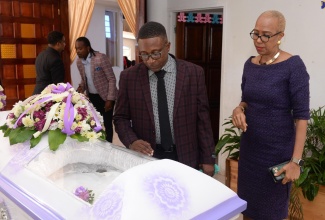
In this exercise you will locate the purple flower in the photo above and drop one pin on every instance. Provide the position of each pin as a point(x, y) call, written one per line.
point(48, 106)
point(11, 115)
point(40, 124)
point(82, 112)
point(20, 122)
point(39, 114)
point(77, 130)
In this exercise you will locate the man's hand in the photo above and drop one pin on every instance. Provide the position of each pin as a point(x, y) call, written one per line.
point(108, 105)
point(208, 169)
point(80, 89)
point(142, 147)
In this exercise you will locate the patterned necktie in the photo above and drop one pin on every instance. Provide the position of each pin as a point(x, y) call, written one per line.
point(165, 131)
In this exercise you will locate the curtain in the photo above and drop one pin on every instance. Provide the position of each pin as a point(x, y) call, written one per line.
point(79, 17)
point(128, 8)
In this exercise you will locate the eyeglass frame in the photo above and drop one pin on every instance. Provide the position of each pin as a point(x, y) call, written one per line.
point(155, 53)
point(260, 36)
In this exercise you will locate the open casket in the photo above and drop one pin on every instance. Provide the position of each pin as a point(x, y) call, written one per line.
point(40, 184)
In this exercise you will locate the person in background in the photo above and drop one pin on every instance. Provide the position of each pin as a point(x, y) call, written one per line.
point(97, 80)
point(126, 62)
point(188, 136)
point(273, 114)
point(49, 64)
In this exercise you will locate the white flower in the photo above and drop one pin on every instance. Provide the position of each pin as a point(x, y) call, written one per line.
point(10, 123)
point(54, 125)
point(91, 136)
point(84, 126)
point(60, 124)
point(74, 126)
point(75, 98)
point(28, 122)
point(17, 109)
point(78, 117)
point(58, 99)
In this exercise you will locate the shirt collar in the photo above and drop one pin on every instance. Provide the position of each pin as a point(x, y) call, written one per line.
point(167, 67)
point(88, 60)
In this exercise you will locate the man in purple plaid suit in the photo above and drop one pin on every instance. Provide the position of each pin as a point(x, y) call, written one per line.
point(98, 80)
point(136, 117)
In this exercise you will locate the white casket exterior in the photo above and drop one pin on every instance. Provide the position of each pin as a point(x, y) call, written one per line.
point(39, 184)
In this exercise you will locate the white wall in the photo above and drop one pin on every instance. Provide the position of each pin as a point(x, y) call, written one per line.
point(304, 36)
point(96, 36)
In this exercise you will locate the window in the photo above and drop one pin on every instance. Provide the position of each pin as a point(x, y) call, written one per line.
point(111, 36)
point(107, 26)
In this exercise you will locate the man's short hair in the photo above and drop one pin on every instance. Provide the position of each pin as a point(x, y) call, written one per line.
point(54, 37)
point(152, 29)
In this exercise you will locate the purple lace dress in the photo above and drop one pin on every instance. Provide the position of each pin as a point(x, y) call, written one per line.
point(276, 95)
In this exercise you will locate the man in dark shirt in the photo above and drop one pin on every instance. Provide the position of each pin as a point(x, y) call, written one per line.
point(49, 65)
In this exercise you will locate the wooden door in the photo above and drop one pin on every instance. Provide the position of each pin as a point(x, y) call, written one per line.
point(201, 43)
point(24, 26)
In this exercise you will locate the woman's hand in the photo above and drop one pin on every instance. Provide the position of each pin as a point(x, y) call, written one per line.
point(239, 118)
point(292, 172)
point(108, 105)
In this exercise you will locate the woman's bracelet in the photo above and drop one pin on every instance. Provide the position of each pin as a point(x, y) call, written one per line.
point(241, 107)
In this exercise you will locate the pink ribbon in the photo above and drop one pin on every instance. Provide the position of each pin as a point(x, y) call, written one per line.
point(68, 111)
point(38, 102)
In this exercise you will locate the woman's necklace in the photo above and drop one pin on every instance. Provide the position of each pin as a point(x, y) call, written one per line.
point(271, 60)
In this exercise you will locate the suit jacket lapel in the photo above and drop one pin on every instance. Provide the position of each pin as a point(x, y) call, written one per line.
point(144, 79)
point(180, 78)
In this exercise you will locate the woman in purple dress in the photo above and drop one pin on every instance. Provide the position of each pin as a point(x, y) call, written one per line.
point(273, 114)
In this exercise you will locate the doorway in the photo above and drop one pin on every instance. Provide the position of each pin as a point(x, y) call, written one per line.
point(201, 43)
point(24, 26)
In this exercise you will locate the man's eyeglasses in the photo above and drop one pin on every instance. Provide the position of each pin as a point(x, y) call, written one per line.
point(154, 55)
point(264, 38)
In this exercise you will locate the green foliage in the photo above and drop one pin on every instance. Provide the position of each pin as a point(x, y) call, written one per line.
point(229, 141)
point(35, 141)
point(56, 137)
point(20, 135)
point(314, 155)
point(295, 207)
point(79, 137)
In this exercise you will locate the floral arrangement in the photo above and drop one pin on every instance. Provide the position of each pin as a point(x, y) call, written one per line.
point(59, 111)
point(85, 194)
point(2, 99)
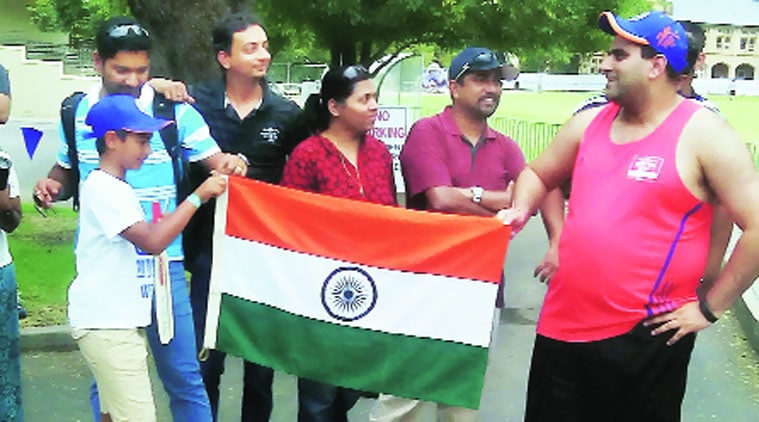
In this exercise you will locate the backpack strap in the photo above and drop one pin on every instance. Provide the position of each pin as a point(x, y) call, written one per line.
--- --- ---
* [WORK REQUIRED] Repeat everything in the records above exactly, except the pictures.

* [RESPONSE AREA]
In this exercise you will locate the purple flower in the photo above and drop one pin on every instance. Provide the position of each pin as a point(x, y) call, written one per line.
point(48, 106)
point(11, 115)
point(40, 124)
point(82, 112)
point(20, 122)
point(39, 114)
point(77, 130)
In this exercise you will locate the man's hand in the photo above and drop one pin on every instance. Provide the position of each pin as a point(x, y) call, written one per line.
point(108, 105)
point(208, 169)
point(80, 89)
point(142, 147)
In this exercise you will locate the patterned necktie in the photo above and drop one pin on every instance. Provide the position of each pin as a point(x, y) call, written one per line.
point(165, 131)
In this exercise you will locate the curtain in the photo above and drop one pin on every instance. Provide the position of each pin as a point(x, y) call, written one per line.
point(79, 17)
point(128, 8)
In this exercise you will locate the eyeglass frame in the photo above and drop one pin on every instance. Provide the position of each pin as a point(x, y) call, written one per line.
point(155, 53)
point(260, 36)
In this exercise you will locate the open casket in the photo above and drop one pin on every instance. Provide the position of each pin as a point(x, y) call, written one per line.
point(40, 184)
In this exercise you will locate the person in background in the photo above and drop one pin on every instance. Provide the position of each pin as a point(x, y) call, written one per line.
point(97, 80)
point(126, 62)
point(188, 136)
point(273, 114)
point(49, 64)
In this exercise you will locate the white flower in the photo above and drop one pin on every instance. Provide the position of each pin as a point(x, y) call, written one per line.
point(10, 123)
point(54, 125)
point(91, 136)
point(84, 126)
point(60, 124)
point(74, 126)
point(75, 98)
point(28, 122)
point(17, 109)
point(78, 117)
point(58, 99)
In this exercise you will locate the shirt collar in the photo above and drop one pin on every instance. Provide the position of each pin as a point(x, y) call, written one per line.
point(167, 67)
point(88, 60)
In this exercise you will locate the man in purple plaid suit in the photo above and drop one pin on every instance. Provide the position of each pin as a point(x, y) call, written one per line.
point(98, 80)
point(136, 117)
In this exercise you will locate the white casket exterior in the photo above and drop one pin on every instance. Provide the position of each pin as a point(x, y) call, written one per line.
point(39, 184)
In this exercise you will locate the white wall in the photo above and drop one pin on every instance. Provide the position of each pin as a point(x, y) call, written one per line.
point(304, 36)
point(96, 36)
In this exercise you will locate the window in the photo above and drop one pin on every instance. Provide the position of each pin as a point(x, y) call, written one per line.
point(111, 36)
point(107, 26)
In this exercise you will locate the man's short hair in the photo above and drop one pin on every instance. Provide the position of each pin as a point(x, y) call, written one per line.
point(54, 37)
point(152, 29)
In this exercise you will locate the purple lace dress in the photo above and drop one pin on every instance. Provide the position of each pin as a point(x, y) call, written one per line.
point(276, 95)
In this exercise you will locate the man in dark shirt in the photo above and drop one pin on every instance. Provide the position of each pin as a point(x, y) call, written one per line.
point(49, 65)
In this exercise you will locate the wooden door in the photo above and drop one pin on every instance. Provide the position of each pin as a point(x, y) call, written one per line.
point(201, 43)
point(24, 26)
In this exercise you will locate the woman's hand in the photo above and drop one pin on every instance. Provide the position of each pin as a point(x, y) call, written one per line.
point(239, 118)
point(292, 172)
point(108, 105)
In this exercise you will locate the woman's bracelet in the photo above and drop one pin on every instance. Provide the position of each pin as a point(x, y) call, written one per line.
point(241, 107)
In this exercise you will locate the pink ribbon in the photo above and drop one pin on every instance. Provide the position of each pin as a point(x, y) call, written one per line.
point(68, 111)
point(38, 102)
In this exercise you will locate the woman's necklace in the photo above and drop one pin on every instance. Provide the position of each pin as a point(x, y) call, written one per line.
point(271, 60)
In this exercise you will locate the suit jacket lapel in the photo above and drop one pin on every instance. Provide the position of each pin as a point(x, y) call, written one per line.
point(144, 79)
point(180, 78)
In this exercise you will locate the woman in purple dress in the photo above and drop one pin on every instance. Provide the position of each pin as a point(x, y) call, written one per line.
point(273, 114)
In this exercise you will locate the doorway in the photo above and drop one pin on every instance. Provide the position of each pin as a point(x, y) call, written one per line.
point(201, 43)
point(24, 26)
In this exercise you will locate the man's eyeglasses in the photo above and drop one pin on every instance. Provide the position of each pin as a point(x, y) call, written one per line.
point(154, 55)
point(264, 38)
In this exercise you will locate the green foliage in the photo above and drop one pin on every instance. Provide the position of each pin as a point(x, y) call, written one per line.
point(229, 141)
point(35, 141)
point(56, 137)
point(20, 135)
point(314, 155)
point(295, 207)
point(79, 137)
In this exercise you will locate the floral arrangement in the photo above and drop one pin on every instance. Provide the position of each pin as a point(x, y) call, written one per line.
point(59, 111)
point(85, 194)
point(2, 99)
In this exercise you will locate the backpack strap in the photo above and drop one pin on every instance. Provide the position of each pin as a point(x, y) call, written one per line.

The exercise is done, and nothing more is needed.